→ **Attività richiesta A**: Secondo il testo sull'intellettuale e il politico, quanti scrittori risultavano in prigione all'epoca della pratica affidata dal Pen Club?
→ **Attività richiesta B**: Citi dal testo sull'intellettuale e il politico il passo che va da «L'intellettuale e il» fino a «il potere politico.».
→ **Attività richiesta C**: Riassuma in due frasi il testo sull'intellettuale e il politico.
##### Testo proposto
ALBERT MEMMI

 

L'intellettuale e il politico (sintesi)

 

Recentemente i premi Nobel sono stati ricevuti all'Eliseo, il palazzo del presidente della Repubblica francese. Sfilavano come un corteo al seguito del capo dello stato, malgrado il suo riguardo maldestro e rispettoso. Non a caso i giornalisti si sono lasciati sfuggire espressioni come "principi dello spirito". Non è che una metafora: un principe è solo colui che detiene il potere politico.

Nella "Repubblica" ideale di Platone, i filosofi dovevano essere re e i re filosofi: questa coincidenza tra il potere spirituale e quello temporale corrisponde al desiderio ingenuo degli intellettuali: raramente è stato esaudito e, quasi sempre, in modo catastrofico.

Dione di Siracusa, consigliato da Platone, morì assassinato; Tommaso Moro, consigliere di Enrico VIII d'Inghilterra, fu decapitato; Aristotele, educatore di Alessandro Magno, fu condannato a morte dai politici alla maniera di Socrate. Gli scrittori sono la categoria professionale che sforna più detenuti in tutto il mondo. Questo risulta anche da una pratica che mi è stata affidata dal Pen Club verso gli anni Settanta, intitolata "Les ecrivains en prison" (Gli scrittori in prigione), secondo la quale all'epoca vi erano 1471 scrittori in prigione.
##########
##### Dati dell'esercizio
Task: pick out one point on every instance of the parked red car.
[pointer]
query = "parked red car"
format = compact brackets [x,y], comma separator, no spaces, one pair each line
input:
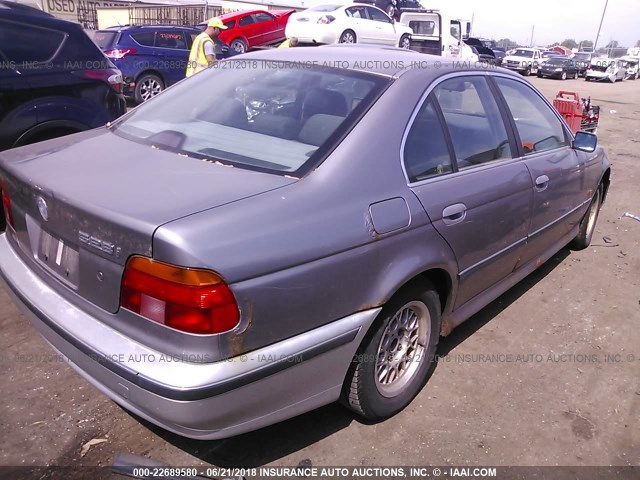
[253,28]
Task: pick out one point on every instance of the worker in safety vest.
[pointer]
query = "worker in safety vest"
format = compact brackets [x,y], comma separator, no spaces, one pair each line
[202,53]
[290,42]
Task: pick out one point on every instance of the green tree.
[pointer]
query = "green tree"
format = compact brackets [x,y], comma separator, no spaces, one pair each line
[570,43]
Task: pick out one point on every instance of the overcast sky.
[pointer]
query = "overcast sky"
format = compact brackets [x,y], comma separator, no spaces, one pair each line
[554,20]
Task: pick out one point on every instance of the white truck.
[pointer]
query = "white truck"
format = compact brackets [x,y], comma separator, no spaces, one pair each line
[436,33]
[524,60]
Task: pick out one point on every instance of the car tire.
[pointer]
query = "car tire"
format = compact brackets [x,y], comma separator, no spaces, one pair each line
[238,45]
[588,222]
[381,380]
[148,86]
[348,36]
[405,42]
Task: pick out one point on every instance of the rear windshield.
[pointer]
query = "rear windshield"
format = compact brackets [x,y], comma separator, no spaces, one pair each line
[324,8]
[104,39]
[523,53]
[600,65]
[272,117]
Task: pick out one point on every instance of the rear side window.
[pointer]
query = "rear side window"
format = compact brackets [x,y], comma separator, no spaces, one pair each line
[426,153]
[144,38]
[421,27]
[244,21]
[171,39]
[474,121]
[539,128]
[262,17]
[104,39]
[23,43]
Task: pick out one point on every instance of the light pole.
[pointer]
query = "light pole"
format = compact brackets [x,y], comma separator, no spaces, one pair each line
[595,44]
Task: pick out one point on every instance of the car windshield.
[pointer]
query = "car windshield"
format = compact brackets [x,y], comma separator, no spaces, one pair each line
[601,64]
[523,53]
[275,117]
[324,8]
[104,39]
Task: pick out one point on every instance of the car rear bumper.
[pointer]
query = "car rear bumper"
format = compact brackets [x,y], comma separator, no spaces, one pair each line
[197,400]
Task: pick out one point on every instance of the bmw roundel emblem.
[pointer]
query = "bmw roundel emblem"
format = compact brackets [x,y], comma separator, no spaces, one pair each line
[43,209]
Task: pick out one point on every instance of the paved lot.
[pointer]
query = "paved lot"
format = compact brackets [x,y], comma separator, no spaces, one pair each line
[573,408]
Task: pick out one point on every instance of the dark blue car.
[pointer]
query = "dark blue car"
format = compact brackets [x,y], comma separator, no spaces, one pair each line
[54,81]
[151,57]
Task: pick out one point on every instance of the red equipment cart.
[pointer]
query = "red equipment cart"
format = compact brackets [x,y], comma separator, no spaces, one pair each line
[578,113]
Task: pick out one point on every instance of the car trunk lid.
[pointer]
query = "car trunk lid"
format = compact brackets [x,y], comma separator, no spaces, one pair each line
[83,204]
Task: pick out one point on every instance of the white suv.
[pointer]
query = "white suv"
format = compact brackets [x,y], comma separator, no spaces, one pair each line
[524,60]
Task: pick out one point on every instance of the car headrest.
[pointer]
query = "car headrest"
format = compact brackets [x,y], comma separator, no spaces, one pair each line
[318,128]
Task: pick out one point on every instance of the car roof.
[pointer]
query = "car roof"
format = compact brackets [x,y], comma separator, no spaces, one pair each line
[242,13]
[23,9]
[387,61]
[121,28]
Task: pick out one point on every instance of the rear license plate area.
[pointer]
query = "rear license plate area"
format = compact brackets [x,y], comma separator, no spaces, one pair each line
[59,258]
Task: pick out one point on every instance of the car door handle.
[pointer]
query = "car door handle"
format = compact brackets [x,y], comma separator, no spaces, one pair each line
[454,214]
[542,182]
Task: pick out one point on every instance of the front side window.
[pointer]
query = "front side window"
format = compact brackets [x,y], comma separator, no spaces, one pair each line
[356,12]
[269,117]
[523,53]
[426,153]
[474,122]
[378,15]
[538,127]
[244,21]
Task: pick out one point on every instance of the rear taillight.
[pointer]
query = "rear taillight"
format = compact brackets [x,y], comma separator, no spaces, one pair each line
[112,76]
[187,299]
[118,53]
[6,205]
[325,19]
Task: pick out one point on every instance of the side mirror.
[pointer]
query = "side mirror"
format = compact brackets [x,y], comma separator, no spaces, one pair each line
[585,142]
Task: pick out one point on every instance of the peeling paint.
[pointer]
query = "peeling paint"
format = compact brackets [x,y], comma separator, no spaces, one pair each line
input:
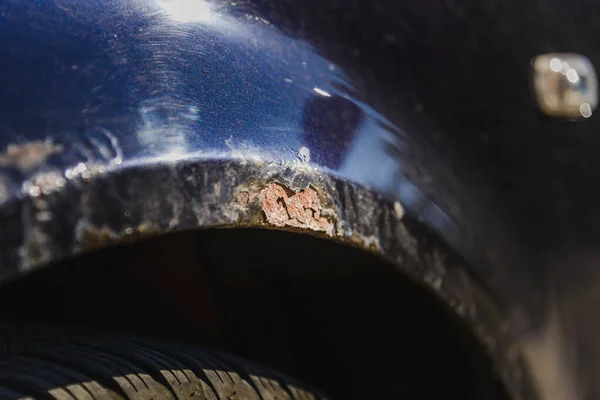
[43,183]
[28,156]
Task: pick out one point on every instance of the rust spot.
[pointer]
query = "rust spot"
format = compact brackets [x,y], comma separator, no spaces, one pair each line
[302,209]
[243,198]
[29,155]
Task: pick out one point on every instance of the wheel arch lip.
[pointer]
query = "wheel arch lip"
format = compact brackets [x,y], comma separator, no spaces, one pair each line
[123,121]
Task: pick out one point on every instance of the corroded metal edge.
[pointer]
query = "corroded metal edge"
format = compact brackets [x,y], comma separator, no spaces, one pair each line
[58,219]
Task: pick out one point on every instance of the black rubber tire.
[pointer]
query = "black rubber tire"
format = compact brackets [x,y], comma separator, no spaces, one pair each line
[48,363]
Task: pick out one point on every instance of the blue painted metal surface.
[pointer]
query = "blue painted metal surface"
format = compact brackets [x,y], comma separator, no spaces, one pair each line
[125,82]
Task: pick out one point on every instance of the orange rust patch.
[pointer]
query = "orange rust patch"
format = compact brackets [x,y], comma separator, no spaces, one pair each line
[302,209]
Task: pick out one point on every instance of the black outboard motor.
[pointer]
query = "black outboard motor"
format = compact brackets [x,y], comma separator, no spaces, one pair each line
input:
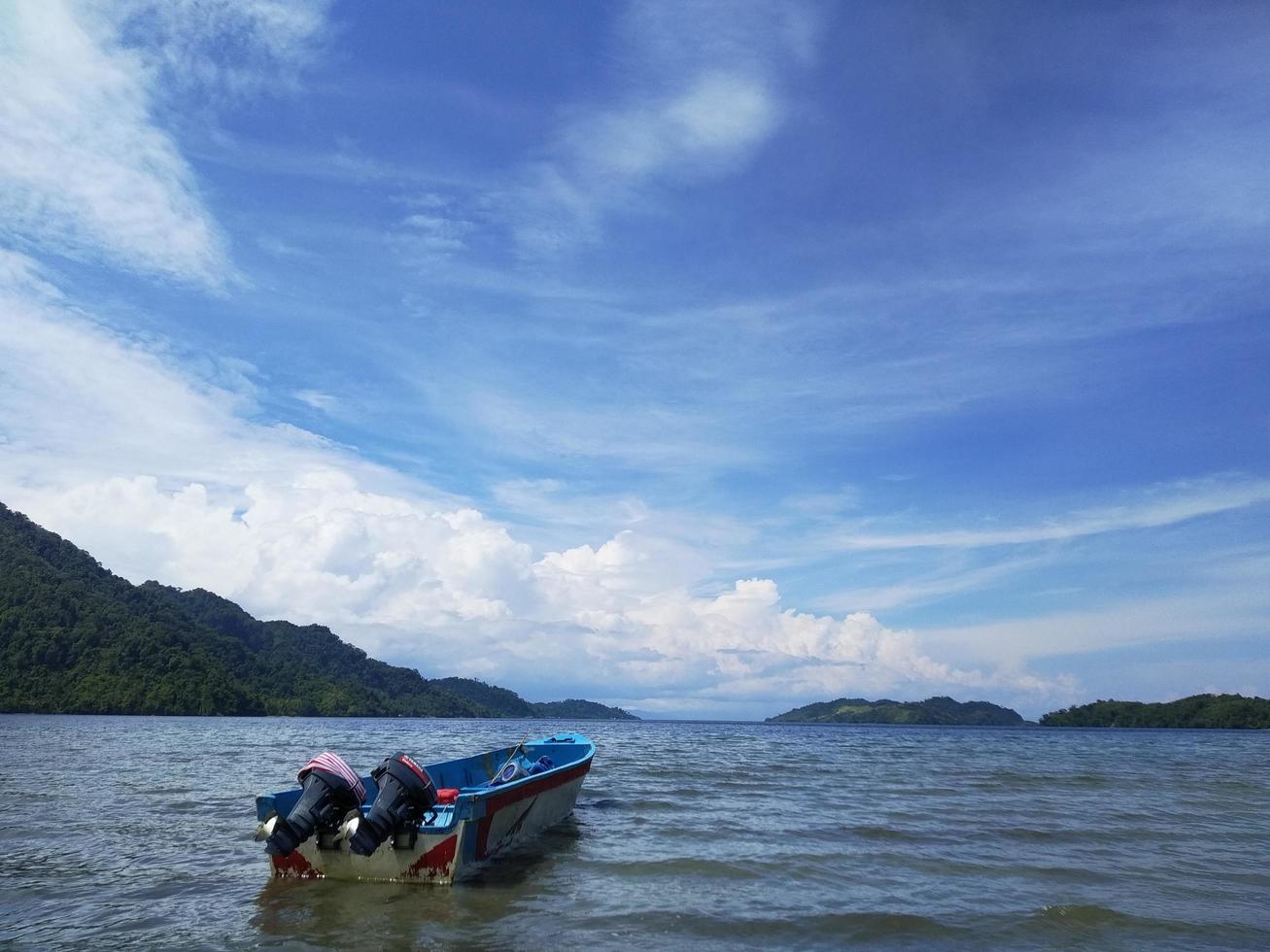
##########
→ **Soluzione proposta A**: 1471 scrittori.

→ **Soluzione proposta B**:
L'intellettuale e il politico (sintesi)

 

Recentemente i premi Nobel sono stati ricevuti all'Eliseo, il palazzo del presidente della Repubblica francese. Sfilavano come un corteo al seguito del capo dello stato, malgrado il suo riguardo maldestro e rispettoso. Non a caso i giornalisti si sono lasciati sfuggire espressioni come "principi dello spirito". Non è che una metafora: un principe è solo colui che detiene il potere politico.

→ **Soluzione proposta C**: Al ricevimento dei premi Nobel all'Eliseo i giornalisti hanno parlato di «principi dello spirito», ma si tratta solo di una metafora, perché principe è unicamente chi detiene il potere politico. L'ideale platonico dei filosofi re, desiderio ingenuo degli intellettuali, si è realizzato raramente e quasi sempre in modo catastrofico, come mostrano le sorti di Dione di Siracusa, Tommaso Moro e Aristotele, e gli scrittori sono la categoria professionale che conta più detenuti al mondo.